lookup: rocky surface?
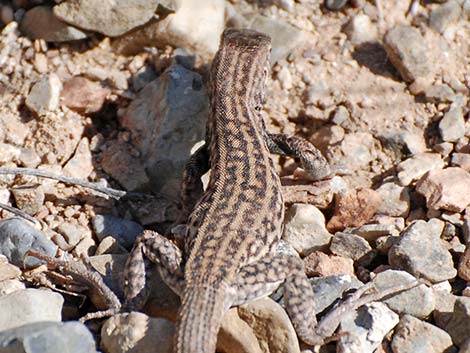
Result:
[0,0,470,353]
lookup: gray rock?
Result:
[337,302,399,353]
[121,65,208,198]
[0,321,96,353]
[330,232,372,261]
[344,14,377,44]
[424,85,455,103]
[310,275,363,314]
[376,183,410,217]
[384,25,430,82]
[54,0,159,37]
[91,215,144,249]
[325,0,348,11]
[282,204,332,256]
[0,288,64,332]
[26,74,62,115]
[439,106,465,142]
[0,217,57,267]
[443,297,470,346]
[101,312,175,353]
[11,185,45,216]
[392,315,457,353]
[115,0,226,60]
[429,0,462,33]
[249,15,307,65]
[347,224,399,243]
[373,270,435,319]
[397,153,444,186]
[20,6,87,42]
[388,221,457,283]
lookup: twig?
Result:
[25,250,121,322]
[0,202,42,228]
[0,167,130,200]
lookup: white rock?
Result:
[282,204,332,256]
[0,288,64,331]
[337,302,399,353]
[26,73,62,115]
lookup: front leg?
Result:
[266,133,333,181]
[124,230,183,310]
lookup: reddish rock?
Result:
[416,167,470,212]
[326,189,382,232]
[303,251,354,277]
[61,76,111,114]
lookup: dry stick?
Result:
[0,202,42,228]
[25,250,121,322]
[0,167,130,200]
[315,280,424,337]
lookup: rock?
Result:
[373,270,435,319]
[0,217,57,267]
[378,128,427,159]
[63,137,94,179]
[115,0,225,59]
[376,183,410,217]
[397,153,444,186]
[330,232,372,261]
[121,65,208,198]
[457,245,470,282]
[54,0,159,37]
[303,251,354,277]
[0,255,21,282]
[20,5,87,42]
[348,224,398,243]
[424,85,455,103]
[443,297,470,346]
[60,76,111,114]
[56,221,91,247]
[326,188,382,232]
[89,254,128,298]
[325,0,348,11]
[388,221,457,283]
[217,308,263,353]
[92,215,144,249]
[249,14,308,65]
[101,141,149,191]
[282,204,332,256]
[451,153,470,172]
[26,73,62,115]
[101,311,175,353]
[238,298,300,353]
[95,236,128,255]
[11,185,45,216]
[416,167,470,212]
[0,288,64,335]
[429,0,462,33]
[337,303,399,353]
[384,25,430,82]
[344,14,377,44]
[0,279,26,297]
[0,321,96,353]
[392,315,457,353]
[310,275,363,314]
[0,142,21,163]
[439,106,465,142]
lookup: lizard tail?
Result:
[175,286,225,353]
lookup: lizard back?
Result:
[185,29,284,285]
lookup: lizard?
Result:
[125,28,332,353]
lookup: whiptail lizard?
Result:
[125,29,331,353]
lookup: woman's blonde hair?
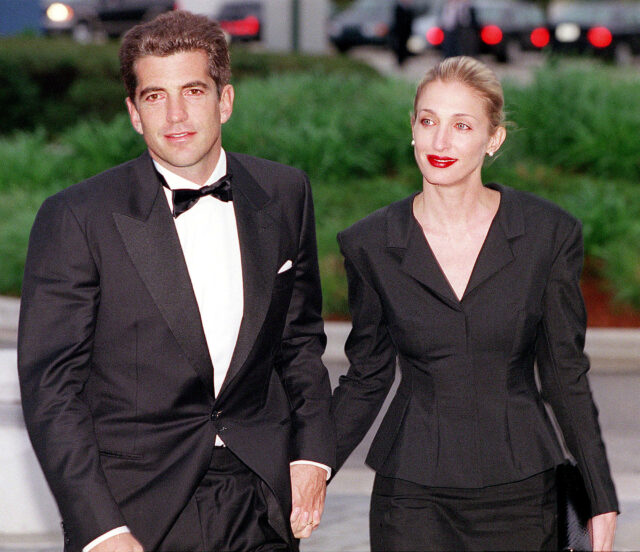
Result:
[413,56,505,134]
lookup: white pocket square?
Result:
[278,260,293,274]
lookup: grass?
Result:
[0,61,640,316]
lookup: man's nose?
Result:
[167,96,188,123]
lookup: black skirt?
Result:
[369,469,558,552]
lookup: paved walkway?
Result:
[0,297,640,552]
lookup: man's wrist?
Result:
[82,525,131,552]
[290,460,331,478]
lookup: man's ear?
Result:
[125,96,144,134]
[220,84,235,123]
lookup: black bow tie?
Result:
[161,173,232,218]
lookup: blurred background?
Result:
[0,0,640,551]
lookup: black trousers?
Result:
[158,447,292,552]
[369,469,558,552]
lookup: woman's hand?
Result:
[589,512,618,552]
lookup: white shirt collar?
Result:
[153,148,227,190]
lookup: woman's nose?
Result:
[433,125,451,151]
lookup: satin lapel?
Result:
[401,221,460,310]
[220,154,280,394]
[113,163,213,394]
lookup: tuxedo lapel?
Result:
[113,155,213,394]
[220,154,280,394]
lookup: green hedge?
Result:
[0,37,377,134]
[0,58,640,316]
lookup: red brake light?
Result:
[529,27,549,48]
[220,15,260,36]
[426,27,444,46]
[480,25,502,46]
[587,27,613,48]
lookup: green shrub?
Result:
[0,37,377,135]
[505,65,640,181]
[0,65,640,316]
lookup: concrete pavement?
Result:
[0,297,640,552]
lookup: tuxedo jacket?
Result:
[18,153,335,550]
[332,185,617,514]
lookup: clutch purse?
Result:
[556,463,592,552]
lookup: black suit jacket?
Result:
[333,185,617,513]
[18,154,335,550]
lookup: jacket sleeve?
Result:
[18,196,125,550]
[537,221,618,515]
[331,234,396,468]
[279,175,335,468]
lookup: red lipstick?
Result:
[427,155,457,169]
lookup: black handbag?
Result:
[556,463,592,552]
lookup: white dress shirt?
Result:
[82,150,331,552]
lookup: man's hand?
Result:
[90,533,144,552]
[290,464,327,539]
[589,512,618,552]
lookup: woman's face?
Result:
[413,77,505,190]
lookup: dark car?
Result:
[215,2,262,42]
[41,0,176,42]
[329,0,434,52]
[548,1,640,63]
[411,0,550,62]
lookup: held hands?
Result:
[90,533,144,552]
[589,512,618,552]
[290,464,327,539]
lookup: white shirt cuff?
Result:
[288,460,331,480]
[82,525,131,552]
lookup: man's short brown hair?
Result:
[119,10,231,101]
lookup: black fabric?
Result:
[158,447,292,552]
[160,173,233,218]
[18,153,335,552]
[332,184,618,515]
[557,463,592,551]
[370,470,557,552]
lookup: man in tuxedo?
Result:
[18,11,335,552]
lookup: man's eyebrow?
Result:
[138,80,211,98]
[182,81,210,89]
[138,85,164,98]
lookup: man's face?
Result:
[127,50,233,184]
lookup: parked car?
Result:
[548,1,640,63]
[329,0,437,52]
[410,0,550,62]
[215,1,262,42]
[42,0,176,42]
[41,0,235,42]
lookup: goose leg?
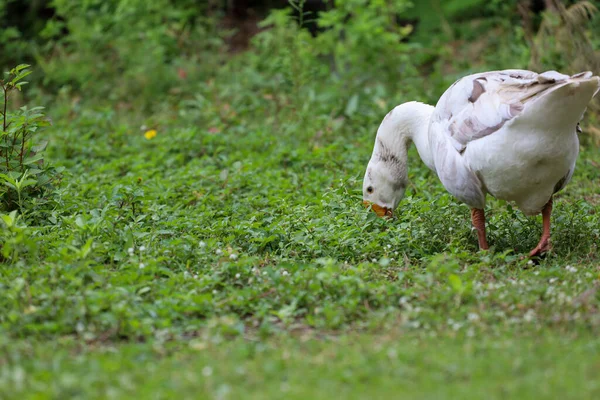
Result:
[471,208,489,250]
[529,197,552,257]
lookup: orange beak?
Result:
[363,201,394,218]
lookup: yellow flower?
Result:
[144,129,156,140]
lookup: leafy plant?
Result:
[0,64,55,210]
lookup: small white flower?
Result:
[523,309,535,322]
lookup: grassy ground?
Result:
[0,55,600,399]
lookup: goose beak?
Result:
[363,201,394,218]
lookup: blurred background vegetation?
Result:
[0,0,600,209]
[0,0,600,112]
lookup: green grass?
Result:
[0,34,600,399]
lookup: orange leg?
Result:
[529,198,552,257]
[471,208,489,250]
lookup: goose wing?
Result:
[432,70,592,153]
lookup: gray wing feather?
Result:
[433,70,592,153]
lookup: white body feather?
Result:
[363,70,600,214]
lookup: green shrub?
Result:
[0,64,56,211]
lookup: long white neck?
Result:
[373,101,435,171]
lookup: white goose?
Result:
[363,70,600,257]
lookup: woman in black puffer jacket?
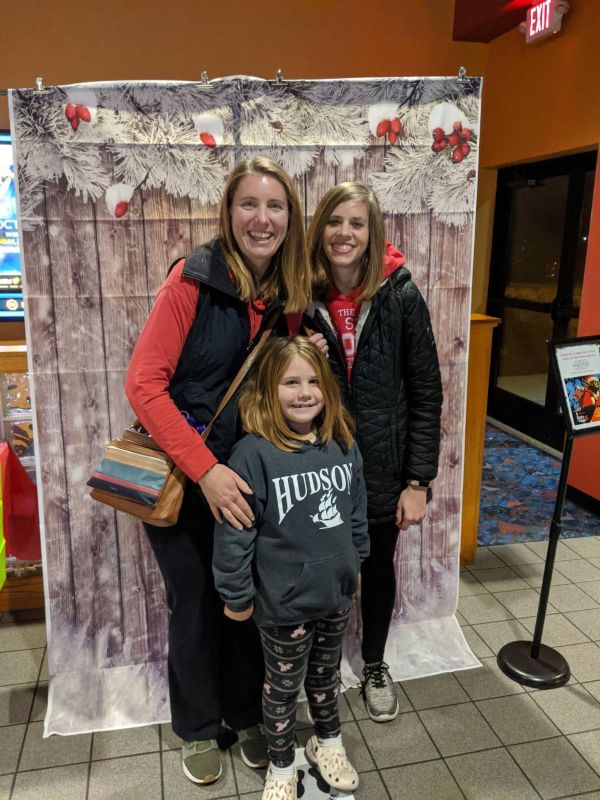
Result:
[308,183,442,722]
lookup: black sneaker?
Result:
[362,661,399,722]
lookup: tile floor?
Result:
[0,537,600,800]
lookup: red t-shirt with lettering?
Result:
[326,242,405,381]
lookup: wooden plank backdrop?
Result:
[12,79,476,733]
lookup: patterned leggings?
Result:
[259,609,350,767]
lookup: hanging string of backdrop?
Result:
[10,78,480,734]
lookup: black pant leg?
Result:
[361,522,399,664]
[220,603,265,731]
[144,485,262,741]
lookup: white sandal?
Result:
[304,736,358,792]
[262,767,298,800]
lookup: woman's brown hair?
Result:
[219,156,311,314]
[307,181,385,301]
[238,336,354,452]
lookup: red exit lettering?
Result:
[525,0,569,42]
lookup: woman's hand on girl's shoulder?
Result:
[198,464,254,531]
[396,486,427,531]
[223,605,254,622]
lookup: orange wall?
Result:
[0,0,600,497]
[473,0,600,499]
[480,0,600,167]
[472,0,600,312]
[0,0,487,128]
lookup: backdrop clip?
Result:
[33,78,48,94]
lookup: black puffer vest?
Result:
[309,267,442,524]
[169,239,287,461]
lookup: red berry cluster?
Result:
[376,117,402,144]
[200,131,217,147]
[431,122,473,164]
[65,103,92,131]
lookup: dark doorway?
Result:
[487,152,596,450]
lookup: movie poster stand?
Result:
[497,336,600,689]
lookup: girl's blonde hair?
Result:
[219,157,311,314]
[307,181,385,301]
[239,336,354,452]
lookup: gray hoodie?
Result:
[213,434,369,626]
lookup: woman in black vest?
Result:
[308,183,442,722]
[126,158,316,784]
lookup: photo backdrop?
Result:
[10,77,480,734]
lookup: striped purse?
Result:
[87,420,186,527]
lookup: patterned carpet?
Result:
[478,425,600,545]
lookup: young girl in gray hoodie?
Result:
[213,336,369,800]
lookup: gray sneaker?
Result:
[362,661,399,722]
[181,739,223,784]
[239,725,269,769]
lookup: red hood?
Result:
[383,242,406,280]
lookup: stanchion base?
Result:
[496,640,571,689]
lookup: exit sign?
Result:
[525,0,569,44]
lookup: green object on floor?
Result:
[181,739,223,784]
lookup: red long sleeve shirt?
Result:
[125,259,301,481]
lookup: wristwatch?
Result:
[406,478,429,489]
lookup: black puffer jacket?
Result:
[309,267,442,524]
[169,239,288,461]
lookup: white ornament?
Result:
[192,114,224,147]
[367,103,398,136]
[428,103,471,134]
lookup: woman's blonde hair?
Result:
[307,181,385,300]
[238,336,354,452]
[219,156,311,314]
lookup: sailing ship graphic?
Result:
[309,489,343,530]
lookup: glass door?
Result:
[487,153,596,450]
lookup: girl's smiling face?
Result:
[230,172,289,279]
[323,200,369,278]
[277,356,323,436]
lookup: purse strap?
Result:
[131,307,281,440]
[200,308,281,440]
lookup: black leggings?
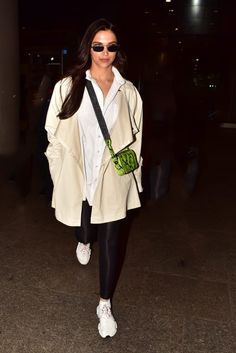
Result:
[75,201,122,299]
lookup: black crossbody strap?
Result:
[86,80,110,141]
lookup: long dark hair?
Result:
[58,18,126,119]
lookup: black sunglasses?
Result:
[91,43,120,53]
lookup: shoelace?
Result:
[80,245,89,254]
[101,304,111,318]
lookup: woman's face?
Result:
[90,29,118,69]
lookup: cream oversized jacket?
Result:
[45,78,143,226]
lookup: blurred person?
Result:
[45,19,143,338]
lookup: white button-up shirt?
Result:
[77,67,125,205]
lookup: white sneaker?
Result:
[97,300,117,338]
[76,243,91,265]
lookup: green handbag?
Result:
[86,80,139,176]
[105,139,138,175]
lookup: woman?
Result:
[45,19,142,337]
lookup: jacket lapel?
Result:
[55,114,82,163]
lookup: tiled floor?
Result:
[0,126,236,353]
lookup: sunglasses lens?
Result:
[107,44,119,53]
[92,44,119,53]
[92,45,104,52]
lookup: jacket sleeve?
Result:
[131,86,143,192]
[45,82,63,185]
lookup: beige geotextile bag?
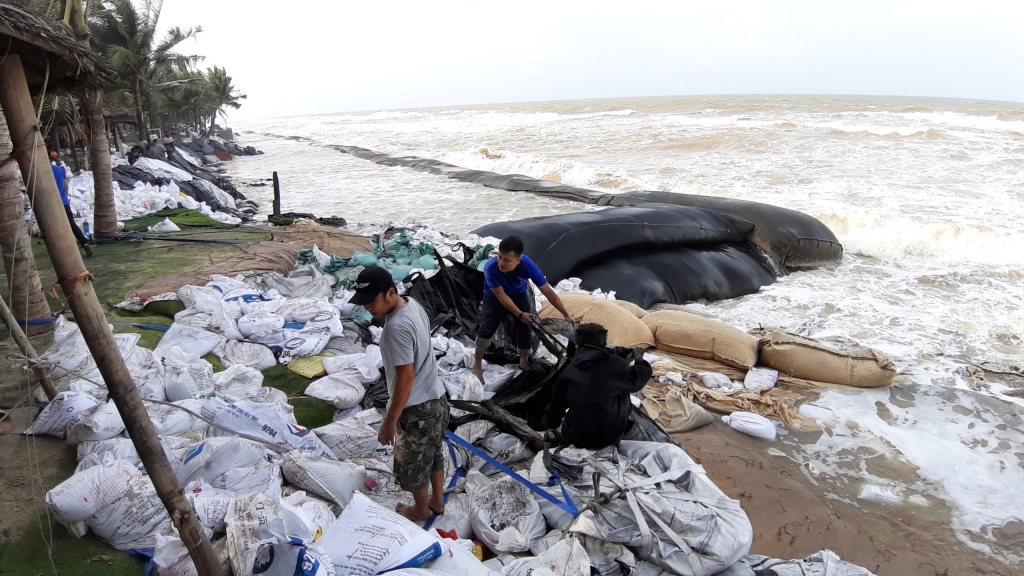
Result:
[640,310,758,369]
[609,300,647,318]
[761,332,896,388]
[541,292,654,348]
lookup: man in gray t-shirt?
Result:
[349,266,449,521]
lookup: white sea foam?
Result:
[800,388,1024,563]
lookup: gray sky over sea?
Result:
[161,0,1024,119]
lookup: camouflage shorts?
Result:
[394,397,449,492]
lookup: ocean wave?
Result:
[814,210,1024,268]
[895,111,1024,134]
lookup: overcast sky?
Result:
[161,0,1024,120]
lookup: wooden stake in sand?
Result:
[0,53,225,576]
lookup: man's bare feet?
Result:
[394,503,432,522]
[427,494,444,516]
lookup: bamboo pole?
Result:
[0,53,225,576]
[0,105,53,336]
[0,291,57,400]
[273,172,281,216]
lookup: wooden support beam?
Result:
[0,54,225,576]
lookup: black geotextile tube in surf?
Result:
[473,204,754,282]
[570,242,775,308]
[331,146,843,272]
[598,192,843,269]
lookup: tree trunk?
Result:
[54,120,60,159]
[132,76,150,142]
[0,107,53,336]
[65,0,118,242]
[0,53,227,576]
[66,120,82,172]
[113,122,124,154]
[82,89,118,242]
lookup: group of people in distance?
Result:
[350,230,652,521]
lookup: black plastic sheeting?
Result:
[330,146,843,269]
[395,247,676,450]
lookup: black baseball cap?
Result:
[348,266,395,306]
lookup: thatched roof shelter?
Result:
[0,2,115,95]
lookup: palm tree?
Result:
[206,66,246,136]
[90,0,203,139]
[0,111,53,335]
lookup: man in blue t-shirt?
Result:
[473,236,575,382]
[50,151,92,257]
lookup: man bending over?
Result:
[349,266,449,521]
[543,324,653,450]
[473,236,574,382]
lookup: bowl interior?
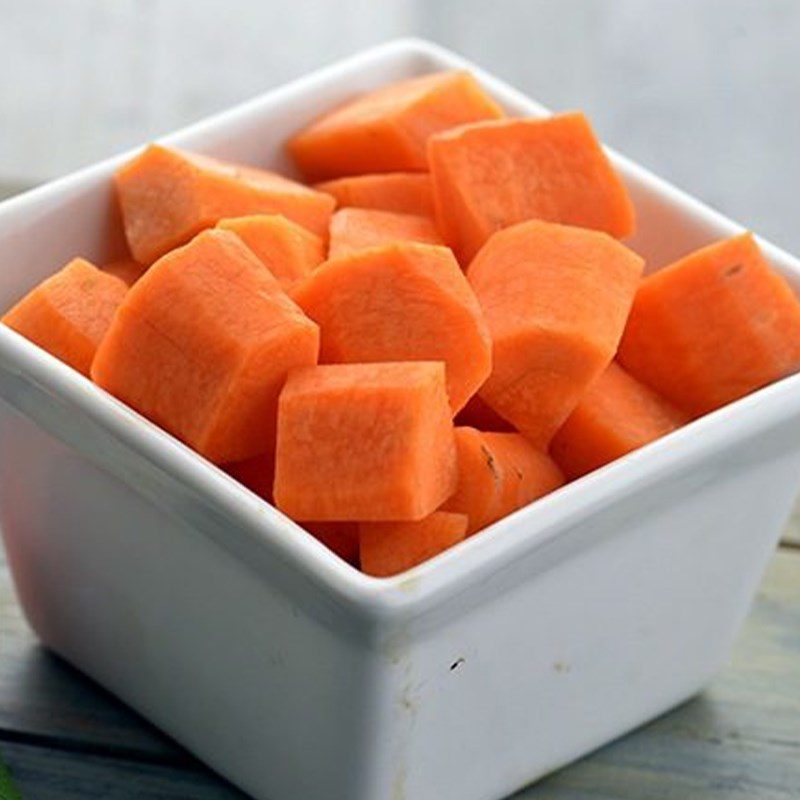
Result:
[0,34,800,598]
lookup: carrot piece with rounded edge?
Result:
[483,432,564,519]
[428,112,634,264]
[550,361,689,479]
[619,233,800,416]
[359,511,467,578]
[314,172,433,217]
[217,214,325,289]
[275,361,456,522]
[222,451,275,503]
[100,258,148,286]
[2,258,128,375]
[328,208,444,258]
[304,522,358,566]
[456,394,514,433]
[114,144,336,263]
[92,230,319,463]
[288,71,502,181]
[467,221,643,448]
[442,427,564,536]
[292,242,491,413]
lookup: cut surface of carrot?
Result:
[115,144,335,264]
[467,221,643,448]
[292,243,491,413]
[217,214,325,289]
[550,361,689,479]
[275,362,456,522]
[359,511,467,578]
[456,394,514,433]
[2,258,128,375]
[328,208,444,258]
[100,258,147,286]
[92,230,319,463]
[442,427,564,536]
[288,71,502,181]
[314,172,433,217]
[619,233,800,416]
[429,113,634,265]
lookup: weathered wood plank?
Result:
[0,743,245,800]
[518,549,800,800]
[0,548,183,762]
[0,549,800,800]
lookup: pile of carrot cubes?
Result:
[3,71,800,576]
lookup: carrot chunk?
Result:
[550,361,688,479]
[328,208,444,258]
[359,511,467,578]
[275,362,456,521]
[292,243,491,413]
[92,230,319,463]
[314,172,433,217]
[115,144,335,264]
[217,214,325,289]
[467,221,643,448]
[288,71,502,181]
[456,394,514,433]
[619,233,800,416]
[442,427,564,536]
[2,258,128,375]
[100,258,148,286]
[428,113,634,264]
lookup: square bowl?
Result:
[0,40,800,800]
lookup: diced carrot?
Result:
[115,144,335,264]
[442,427,564,536]
[217,214,325,289]
[619,233,800,416]
[456,394,514,433]
[100,258,148,286]
[292,243,491,413]
[298,522,358,566]
[359,511,467,578]
[328,208,444,258]
[314,172,433,217]
[92,230,319,463]
[288,71,502,181]
[428,113,634,264]
[490,433,564,519]
[2,258,128,375]
[467,221,643,448]
[275,362,456,521]
[550,361,688,479]
[222,450,275,503]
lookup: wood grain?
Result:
[0,742,245,800]
[0,0,800,250]
[0,548,183,763]
[0,549,800,800]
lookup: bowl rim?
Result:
[0,38,800,621]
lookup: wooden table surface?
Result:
[0,521,800,800]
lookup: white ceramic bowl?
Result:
[0,40,800,800]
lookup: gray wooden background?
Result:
[0,0,800,251]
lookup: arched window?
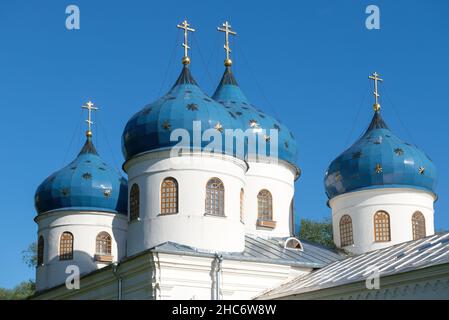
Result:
[37,236,44,267]
[374,211,391,242]
[412,211,426,240]
[161,178,178,214]
[206,178,224,216]
[59,232,73,260]
[257,189,273,221]
[129,183,140,221]
[340,214,354,247]
[240,188,245,222]
[95,231,112,256]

* * * * * * * * *

Set problem:
Retype the lines starting with the line that contains "lookup: long dark hair?" and going on through the line that contains "[0,126,236,353]", keeping every character the same.

Solution:
lookup: long dark hair?
Result:
[58,18,126,119]
lookup: black sunglasses?
Result:
[91,43,120,53]
lookup: shoelace?
Result:
[80,245,89,254]
[101,304,111,318]
lookup: woman's face?
Result:
[90,29,118,69]
lookup: cream oversized jacket?
Result:
[45,78,143,226]
lookup: blurred person?
Result:
[45,19,143,338]
lookup: white button-up shirt?
Result:
[77,67,125,205]
lookup: white sneaker?
Result:
[97,300,117,338]
[76,243,91,265]
lookup: green handbag?
Result:
[86,80,139,176]
[105,139,138,175]
lookup: woman?
Result:
[45,19,142,337]
lookup: jacket lapel?
Result:
[55,114,82,163]
lookup: tiled floor?
Result:
[0,126,236,353]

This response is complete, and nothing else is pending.